REQUIRED WORK: Can you arrange every line of the records below as a JSON list of strings, one string per line, with blank lines dropped and the pictures left out?

Stored data entries:
* * * * * * *

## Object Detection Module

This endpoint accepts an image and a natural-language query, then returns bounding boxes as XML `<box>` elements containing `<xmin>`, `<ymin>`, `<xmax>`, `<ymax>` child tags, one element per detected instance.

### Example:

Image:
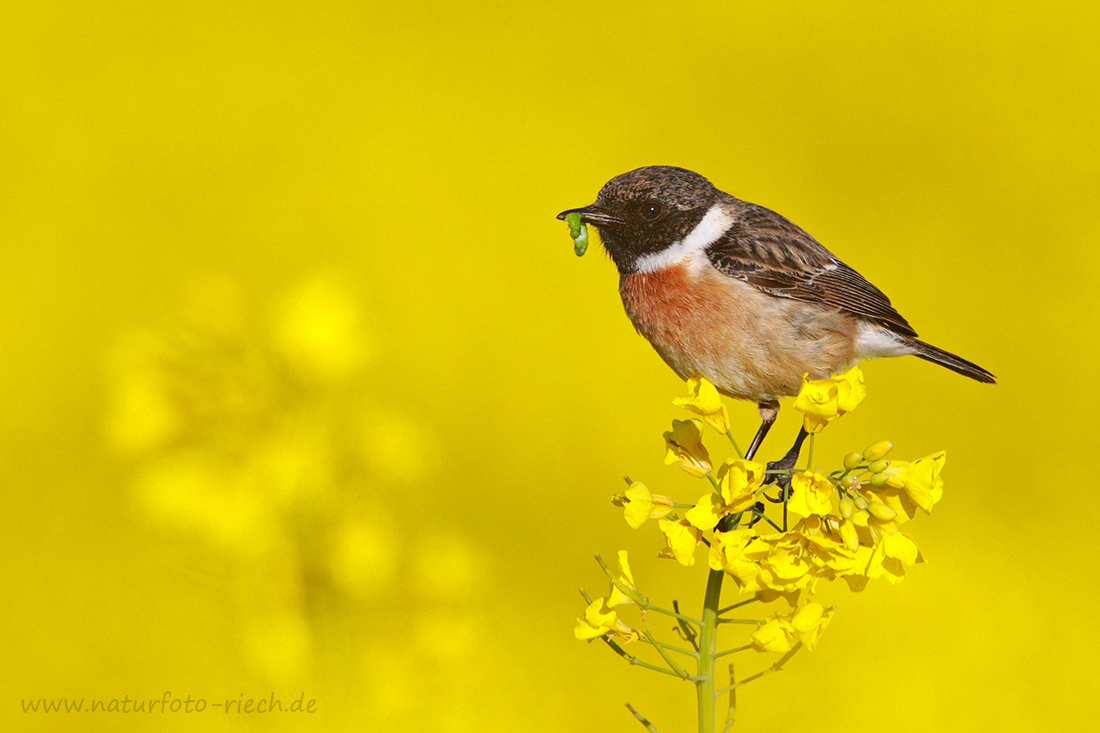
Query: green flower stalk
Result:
<box><xmin>574</xmin><ymin>368</ymin><xmax>945</xmax><ymax>733</ymax></box>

* * * * * * *

TASK ANSWER:
[
  "## Object Detection Module",
  "This endpoint accepts an image and a natural-language query, then returns bounding boxes as XML `<box>` elements containing `<xmin>`, `<ymin>`, `<xmax>`, `<ymax>` child tags, one element per detected instance.",
  "### Example:",
  "Image:",
  "Query: green flower stalk",
  "Result:",
  "<box><xmin>574</xmin><ymin>368</ymin><xmax>945</xmax><ymax>733</ymax></box>"
]